'''
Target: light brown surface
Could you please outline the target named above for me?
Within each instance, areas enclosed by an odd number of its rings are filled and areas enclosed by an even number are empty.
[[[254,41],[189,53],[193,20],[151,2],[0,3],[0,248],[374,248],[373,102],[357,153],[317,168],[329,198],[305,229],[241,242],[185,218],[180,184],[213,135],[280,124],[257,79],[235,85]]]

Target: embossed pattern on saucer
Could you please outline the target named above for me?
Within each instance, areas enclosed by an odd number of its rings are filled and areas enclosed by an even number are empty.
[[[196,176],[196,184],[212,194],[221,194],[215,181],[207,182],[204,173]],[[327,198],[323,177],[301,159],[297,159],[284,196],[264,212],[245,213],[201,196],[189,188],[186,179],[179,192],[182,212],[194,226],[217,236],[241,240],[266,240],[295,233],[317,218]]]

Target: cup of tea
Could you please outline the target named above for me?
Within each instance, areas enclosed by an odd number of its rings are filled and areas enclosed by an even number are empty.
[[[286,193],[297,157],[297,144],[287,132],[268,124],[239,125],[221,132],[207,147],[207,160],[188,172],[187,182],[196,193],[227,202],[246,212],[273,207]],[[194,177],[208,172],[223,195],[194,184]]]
'''
'''
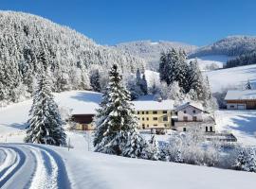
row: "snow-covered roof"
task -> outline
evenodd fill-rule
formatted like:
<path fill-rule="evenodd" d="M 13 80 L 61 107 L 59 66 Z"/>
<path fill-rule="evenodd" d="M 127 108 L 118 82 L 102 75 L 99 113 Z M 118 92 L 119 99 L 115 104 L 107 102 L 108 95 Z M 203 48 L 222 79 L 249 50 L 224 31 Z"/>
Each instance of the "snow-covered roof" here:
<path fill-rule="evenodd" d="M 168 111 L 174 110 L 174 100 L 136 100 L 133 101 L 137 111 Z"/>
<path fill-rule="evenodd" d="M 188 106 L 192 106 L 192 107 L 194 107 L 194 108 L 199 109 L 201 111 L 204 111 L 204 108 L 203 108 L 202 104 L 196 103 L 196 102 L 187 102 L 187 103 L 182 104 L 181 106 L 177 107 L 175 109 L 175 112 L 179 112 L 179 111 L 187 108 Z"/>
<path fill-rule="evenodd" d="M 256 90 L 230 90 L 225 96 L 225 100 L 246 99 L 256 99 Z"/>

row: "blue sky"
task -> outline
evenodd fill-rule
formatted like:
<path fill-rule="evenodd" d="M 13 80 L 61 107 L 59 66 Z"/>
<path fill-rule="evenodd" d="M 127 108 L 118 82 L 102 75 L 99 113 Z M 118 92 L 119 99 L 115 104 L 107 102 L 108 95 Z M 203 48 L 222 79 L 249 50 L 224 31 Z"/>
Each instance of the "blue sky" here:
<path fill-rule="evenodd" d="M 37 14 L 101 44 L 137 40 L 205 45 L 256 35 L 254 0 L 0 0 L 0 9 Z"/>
'''
## EXERCISE BRIEF
Please pull out every line of the rows above that contains the string "evenodd" and copy each one unchanged.

## RESPONSE
evenodd fill-rule
<path fill-rule="evenodd" d="M 13 80 L 61 107 L 59 66 Z"/>
<path fill-rule="evenodd" d="M 127 108 L 118 82 L 102 75 L 99 113 Z M 118 92 L 119 99 L 115 104 L 107 102 L 108 95 Z M 203 48 L 222 79 L 249 50 L 224 31 Z"/>
<path fill-rule="evenodd" d="M 168 111 L 174 110 L 174 100 L 136 100 L 133 101 L 137 111 Z"/>
<path fill-rule="evenodd" d="M 188 106 L 192 106 L 192 107 L 194 107 L 194 108 L 199 109 L 201 111 L 204 111 L 204 108 L 203 108 L 202 104 L 196 103 L 196 102 L 187 102 L 187 103 L 182 104 L 181 106 L 177 107 L 175 109 L 175 112 L 179 112 L 179 111 L 187 108 Z"/>
<path fill-rule="evenodd" d="M 256 90 L 230 90 L 225 96 L 225 100 L 246 99 L 256 99 Z"/>
evenodd fill-rule
<path fill-rule="evenodd" d="M 13 80 L 61 107 L 59 66 Z"/>
<path fill-rule="evenodd" d="M 127 108 L 118 82 L 102 75 L 99 113 Z M 118 92 L 119 99 L 115 104 L 107 102 L 108 95 Z M 203 48 L 222 79 L 249 50 L 224 31 Z"/>
<path fill-rule="evenodd" d="M 37 14 L 101 44 L 137 40 L 205 45 L 256 35 L 254 0 L 0 0 L 0 9 Z"/>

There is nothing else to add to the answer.